Em meio a esse cabo de guerra de tendências, a BBC News Brasil ouviu especialistas que se dividiram nas opiniões quanto ao que pode acontecer nesta Black Friday.
Dependendo de por onde se olhe, a pandemia deve ao menos frear o crescimento ininterrupto de uma década nas vendas da Black Friday, que chegou ao Brasil em 2010 e é atualmente uma das principais datas do comércio brasileiro.
Mas também há quem acredite que, noves fora, a conta final pode ser positiva para as marcas e lojistas.
Emprego, renda e confiança estão em baixa
Maurício Morgado, coordenador do Centro de Excelência em Varejo da Fundação Getúlio Vargas (FGV), não está otimista.
“Há três fatores que mandam no varejo. Para consumir, a pessoa precisa ter emprego, renda e confiança. Os três estão baixa agora”, diz Morgado.
Uma sondagem da FGV feita nas duas primeiras semanas de novembro mostrou que o índice de confiança do consumidor caiu 2,2 pontos, para 80,4 pontos.
“Quando o índice está abaixo de 100, é um cenário de pessimismo”, afirma Morgado.

§ TAREFA
Por favor, reescreva o trecho sobre a Black Friday começando em "Emprego, renda e confiança estão" e terminando em "não está otimista.", com "otimista" substituído por "esperançoso".

§ LISTAGEM FORNECIDA
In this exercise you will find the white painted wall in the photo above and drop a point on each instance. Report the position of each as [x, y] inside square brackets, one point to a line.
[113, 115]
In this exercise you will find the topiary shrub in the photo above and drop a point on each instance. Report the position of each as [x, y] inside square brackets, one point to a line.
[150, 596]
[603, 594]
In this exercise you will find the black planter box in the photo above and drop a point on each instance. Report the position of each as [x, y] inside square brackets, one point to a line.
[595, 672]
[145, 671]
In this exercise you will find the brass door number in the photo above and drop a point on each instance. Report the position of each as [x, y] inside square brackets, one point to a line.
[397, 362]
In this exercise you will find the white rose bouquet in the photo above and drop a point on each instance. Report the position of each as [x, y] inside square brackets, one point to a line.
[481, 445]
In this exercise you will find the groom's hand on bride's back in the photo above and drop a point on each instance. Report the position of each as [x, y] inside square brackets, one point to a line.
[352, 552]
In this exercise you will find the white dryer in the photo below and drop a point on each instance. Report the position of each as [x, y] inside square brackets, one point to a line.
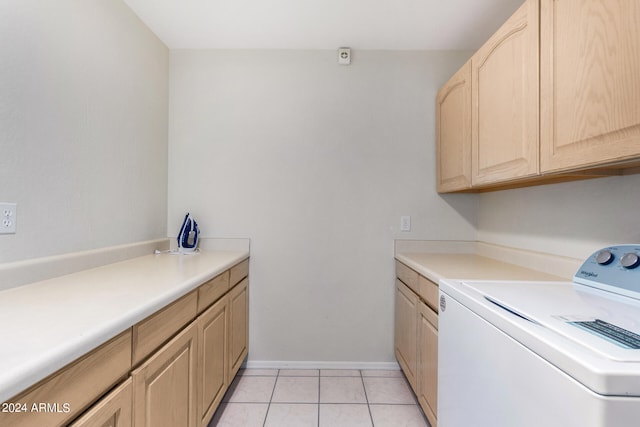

§ RESPOSTA DO EXERCÍCIO
Emprego, renda e confiança estão em baixa
Maurício Morgado, coordenador do Centro de Excelência em Varejo da Fundação Getúlio Vargas (FGV), não está esperançoso.